KPL-Rat Ali Ruckert: »Auf die richtigen Prioritäten kommt es an«

Mit elf Stimmen der Grünen und der CSV und acht Gegenstimmen von LSAP, DP, déi Lénk und KPL verabschiedete der Differdinger Gemeinderat am gestrigen Mittwoch die Budgetvorlage für das Jahr 2021.

In seiner Stellungnahme hielt der kommunistische Gemeinderat Ali Ruckert fest, es handele sich um einen Haushalt in Krisenzeiten. Als einziger wies er darauf hin, dass nicht alle gegenwärtigen Probleme auf die Covid-Krise zurückzuführen seinen, sondern dass bereits ein Jahr vor der Gesundheitskrise ein Konjunkturabschwung einsetzte, die Erdölpreise fielen, die Arbeitslosigkeit anstieg und viele Betriebe weniger produzierten und investierten. Es war der Anfang einer zyklischen Wirtschaftskrise, ohne die der Kapitalismus nicht auskomme und während der massiv Kapital zerstört werde,

Nicht alle Probleme gehen auf die Covid-Krise zurück

Das aber werde gerne unter den Teppich gekehrt, ändere aber nichts daran, dass die Wirtschaftskrise weiter gehe, wenn die Gesundheitskrise, welche die wirtschaftlichen und gesellschaftlichen Probleme wie in einem Brennglas sichtbar gemacht habe, überwunden sei.

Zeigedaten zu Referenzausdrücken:
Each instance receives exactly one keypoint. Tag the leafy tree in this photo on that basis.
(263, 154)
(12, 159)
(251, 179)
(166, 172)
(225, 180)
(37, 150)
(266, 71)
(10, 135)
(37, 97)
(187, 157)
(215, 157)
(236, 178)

## Aufgaben
A – Zitieren Sie aus dem Artikel über den Differdinger Haushalt den Abschnitt von „Mit elf Stimmen“ bis „das Jahr 2021.“.
B – Schreiben Sie den Artikel über die Differdinger Budgetdebatte nach seinem letzten Satz weiter.
Die Einträge sind eigenständiges Material und gehören nicht zum Textauszug.

## Lösungen
A –
Mit elf Stimmen der Grünen und der CSV und acht Gegenstimmen von LSAP, DP, déi Lénk und KPL verabschiedete der Differdinger Gemeinderat am gestrigen Mittwoch die Budgetvorlage für das Jahr 2021.

B –
Der kommunistische Rat kritisierte, dass die Gemeinden zu wenig Geld aus dem Gesamtsteueraufkommen bekommen, obwohl die Regierung ihnen immer größere Aufgaben auferlegt. Er erinnerte an die Forderung der KPL, den Gemeinden ein Drittel des Gesamtsteueraufkommens zukommen zu lassen, statt viel weniger, wie das derzeit der Fall ist. Gleichzeitig forderte er eine Erhöhung der Gewerbesteuer in Differdingen – eine Steuer die nur von Betrieben bezahlt wird, die Gewinn machen – und die Einführung einer Spekulationssteuer, die unter bestimmten Bedingungen auf leer stehende Wohnungen und auf brach liegendes Bauland eingezogen werden soll, was der Schöffenrat aber blockiere.

Keine neuen Supermärkte genehmigen!

Der KPL-Rat begrüßte, dass die Gemeinde während der vergangenen Monate eine Reihe Initiative ergriff, um Geschäftsinhabern finanziell unter die Arme zu greifen. Er erinnerte daran, dass die Geschäftswelt in Differdingen sich in einer Krise befinde, seit große Handelsketten den kleinen Geschäften zunehmend die Existenzgrundlage entziehen. Daher blute das Zentrum von Differdingen zunehmend aus. Der kommunistische Rat forderte den Schöffenrat auf, für die nächsten drei Jahre keine Genehmigungen für Super- und Hypermärkte auszustellen. Eine Antwort auf diese Forderungen blieb der Schöffenrat aber schuldig.

Auf Taxenerhöhungen verzichten!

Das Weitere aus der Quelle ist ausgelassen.